* YOUR TASK
Up to and including the line with "of the curving", please reproduce the lines below exactly, beginning with the first.

* EXCERPTED DATA
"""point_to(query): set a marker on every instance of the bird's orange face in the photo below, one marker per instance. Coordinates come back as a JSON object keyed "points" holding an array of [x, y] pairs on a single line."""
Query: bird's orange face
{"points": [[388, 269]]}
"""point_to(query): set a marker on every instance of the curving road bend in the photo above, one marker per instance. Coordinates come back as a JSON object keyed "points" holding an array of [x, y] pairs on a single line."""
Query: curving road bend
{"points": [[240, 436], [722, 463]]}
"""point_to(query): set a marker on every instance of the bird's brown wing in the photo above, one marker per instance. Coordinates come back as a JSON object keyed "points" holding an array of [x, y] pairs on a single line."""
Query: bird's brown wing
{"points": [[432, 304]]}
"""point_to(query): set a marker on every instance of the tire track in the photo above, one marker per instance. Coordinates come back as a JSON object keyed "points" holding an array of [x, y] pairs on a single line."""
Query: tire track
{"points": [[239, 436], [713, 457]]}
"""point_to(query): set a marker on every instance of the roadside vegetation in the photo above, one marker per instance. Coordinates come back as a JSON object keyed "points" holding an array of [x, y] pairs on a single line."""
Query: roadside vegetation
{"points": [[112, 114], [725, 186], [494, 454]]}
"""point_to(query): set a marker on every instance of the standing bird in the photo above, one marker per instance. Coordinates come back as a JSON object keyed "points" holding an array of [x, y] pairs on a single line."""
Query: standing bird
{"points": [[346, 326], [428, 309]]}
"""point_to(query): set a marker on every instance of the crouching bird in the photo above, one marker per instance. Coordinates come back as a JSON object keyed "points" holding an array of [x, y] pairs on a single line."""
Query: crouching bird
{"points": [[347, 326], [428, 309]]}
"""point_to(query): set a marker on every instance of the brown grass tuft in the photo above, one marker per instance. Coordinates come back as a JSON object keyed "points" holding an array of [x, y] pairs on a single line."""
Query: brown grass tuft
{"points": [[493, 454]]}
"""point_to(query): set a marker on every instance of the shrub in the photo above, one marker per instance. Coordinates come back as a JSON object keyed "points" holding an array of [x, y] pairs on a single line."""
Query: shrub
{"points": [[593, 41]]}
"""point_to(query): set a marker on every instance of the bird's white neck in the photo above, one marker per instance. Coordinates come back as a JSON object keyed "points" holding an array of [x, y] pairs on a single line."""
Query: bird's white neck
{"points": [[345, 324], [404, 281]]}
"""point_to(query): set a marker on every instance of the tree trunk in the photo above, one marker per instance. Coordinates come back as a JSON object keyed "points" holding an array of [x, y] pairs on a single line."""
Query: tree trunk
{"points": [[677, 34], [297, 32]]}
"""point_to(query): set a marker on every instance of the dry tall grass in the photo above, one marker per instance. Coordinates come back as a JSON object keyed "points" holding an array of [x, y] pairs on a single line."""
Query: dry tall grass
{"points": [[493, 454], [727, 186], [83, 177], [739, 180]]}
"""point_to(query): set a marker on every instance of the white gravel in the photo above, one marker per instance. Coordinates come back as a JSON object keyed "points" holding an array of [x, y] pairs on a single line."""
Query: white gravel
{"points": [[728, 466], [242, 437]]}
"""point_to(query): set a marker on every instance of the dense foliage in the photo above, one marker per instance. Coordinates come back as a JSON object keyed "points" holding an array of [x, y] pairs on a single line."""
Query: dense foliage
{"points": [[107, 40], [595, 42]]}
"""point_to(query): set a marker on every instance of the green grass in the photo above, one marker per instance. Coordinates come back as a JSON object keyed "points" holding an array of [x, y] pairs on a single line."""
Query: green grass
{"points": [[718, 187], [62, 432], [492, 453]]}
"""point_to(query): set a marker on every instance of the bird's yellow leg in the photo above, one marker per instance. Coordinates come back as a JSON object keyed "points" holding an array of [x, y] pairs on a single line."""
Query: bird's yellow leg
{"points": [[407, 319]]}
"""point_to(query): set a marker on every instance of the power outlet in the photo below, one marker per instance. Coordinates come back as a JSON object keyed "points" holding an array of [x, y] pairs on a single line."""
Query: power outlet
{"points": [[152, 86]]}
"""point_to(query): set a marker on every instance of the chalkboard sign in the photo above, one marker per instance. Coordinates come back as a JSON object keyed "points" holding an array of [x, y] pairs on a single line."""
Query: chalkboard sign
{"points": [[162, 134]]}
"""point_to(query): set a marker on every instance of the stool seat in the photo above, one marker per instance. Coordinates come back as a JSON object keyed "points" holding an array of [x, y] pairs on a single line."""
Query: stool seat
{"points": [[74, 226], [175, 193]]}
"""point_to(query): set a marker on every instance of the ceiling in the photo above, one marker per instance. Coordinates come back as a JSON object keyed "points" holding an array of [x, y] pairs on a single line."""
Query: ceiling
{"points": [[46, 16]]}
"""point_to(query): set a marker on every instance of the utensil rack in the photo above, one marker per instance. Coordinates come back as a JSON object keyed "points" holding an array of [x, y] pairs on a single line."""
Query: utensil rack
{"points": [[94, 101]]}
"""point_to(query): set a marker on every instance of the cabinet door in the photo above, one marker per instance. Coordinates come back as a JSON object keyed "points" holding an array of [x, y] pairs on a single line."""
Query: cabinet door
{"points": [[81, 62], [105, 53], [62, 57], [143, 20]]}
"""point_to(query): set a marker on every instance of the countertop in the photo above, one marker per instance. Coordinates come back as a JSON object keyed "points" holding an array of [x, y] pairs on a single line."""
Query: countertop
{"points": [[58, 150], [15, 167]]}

* SOLUTION FOR THIS EXERCISE
"""point_to(query): set a marker on every instance of the bird's orange face in the photo below, one marker per instance. Coordinates come back as a JSON object keyed "points" holding an array of [x, y] pairs on a single line."""
Query: bird's orange face
{"points": [[388, 269]]}
"""point_to(query): set a marker on every instance of the curving road bend in the photo above, one marker per instance. Coordinates come back as a JSON object keyed "points" holding an array of [x, y] pairs on a single line."""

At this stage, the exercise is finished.